→ Listed records
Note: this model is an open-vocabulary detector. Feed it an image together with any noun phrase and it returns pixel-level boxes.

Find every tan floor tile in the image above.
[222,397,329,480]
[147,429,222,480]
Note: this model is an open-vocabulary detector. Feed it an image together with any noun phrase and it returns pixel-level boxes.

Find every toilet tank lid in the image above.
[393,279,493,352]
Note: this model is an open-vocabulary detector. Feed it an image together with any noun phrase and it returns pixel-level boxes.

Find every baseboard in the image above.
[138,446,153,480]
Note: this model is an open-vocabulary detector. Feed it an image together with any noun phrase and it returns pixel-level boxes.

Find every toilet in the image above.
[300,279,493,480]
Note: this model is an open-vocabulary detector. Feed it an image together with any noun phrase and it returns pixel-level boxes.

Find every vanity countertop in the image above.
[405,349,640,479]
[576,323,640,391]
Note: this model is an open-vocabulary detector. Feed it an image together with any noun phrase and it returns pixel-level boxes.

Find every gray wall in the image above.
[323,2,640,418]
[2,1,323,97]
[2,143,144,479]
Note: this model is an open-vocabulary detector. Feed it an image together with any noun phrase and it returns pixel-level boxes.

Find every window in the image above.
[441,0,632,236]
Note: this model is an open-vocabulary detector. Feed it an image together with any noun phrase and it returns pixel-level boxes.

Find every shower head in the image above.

---

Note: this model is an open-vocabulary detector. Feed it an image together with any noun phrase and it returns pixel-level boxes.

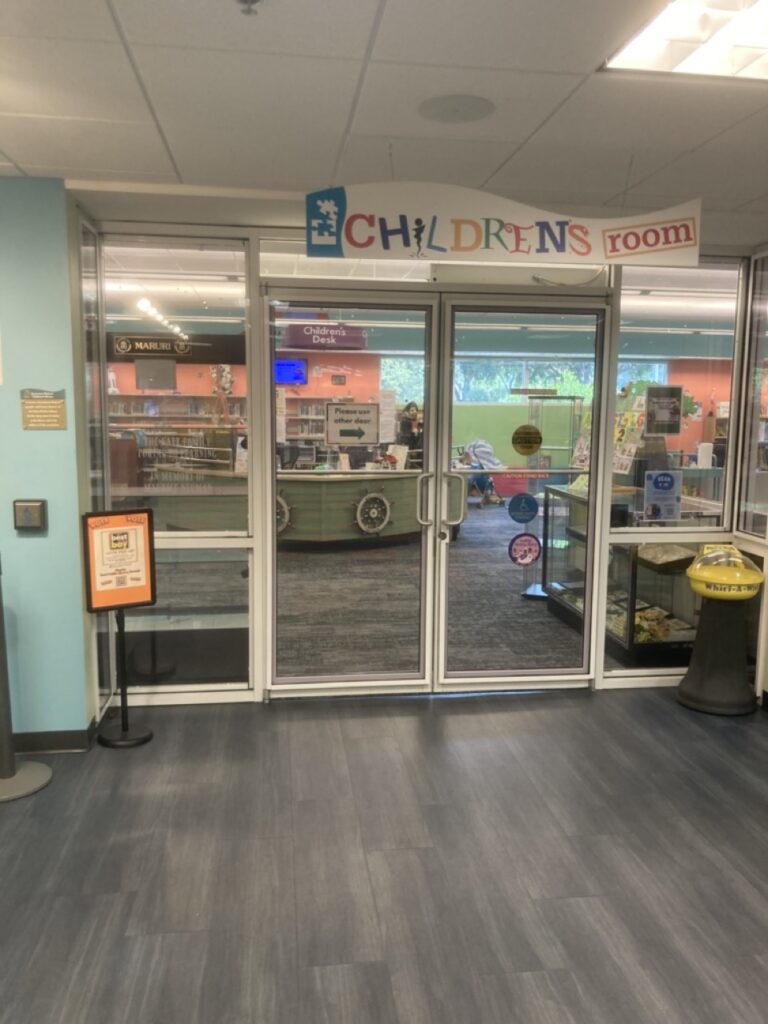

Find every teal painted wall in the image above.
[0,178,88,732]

→ Your objective
List each line above that contains the word "Find".

→ Answer to the problem
Find every tan floor tile in the image above.
Find every toilet tank lid in the image above.
Find every baseboard in the image above.
Find every toilet in the image above.
Find every vanity countertop in the image above.
Find every gray wall in the image above.
Find every window in the image above.
Find every shower head in the image above.
Find every teal painted wall in the image above.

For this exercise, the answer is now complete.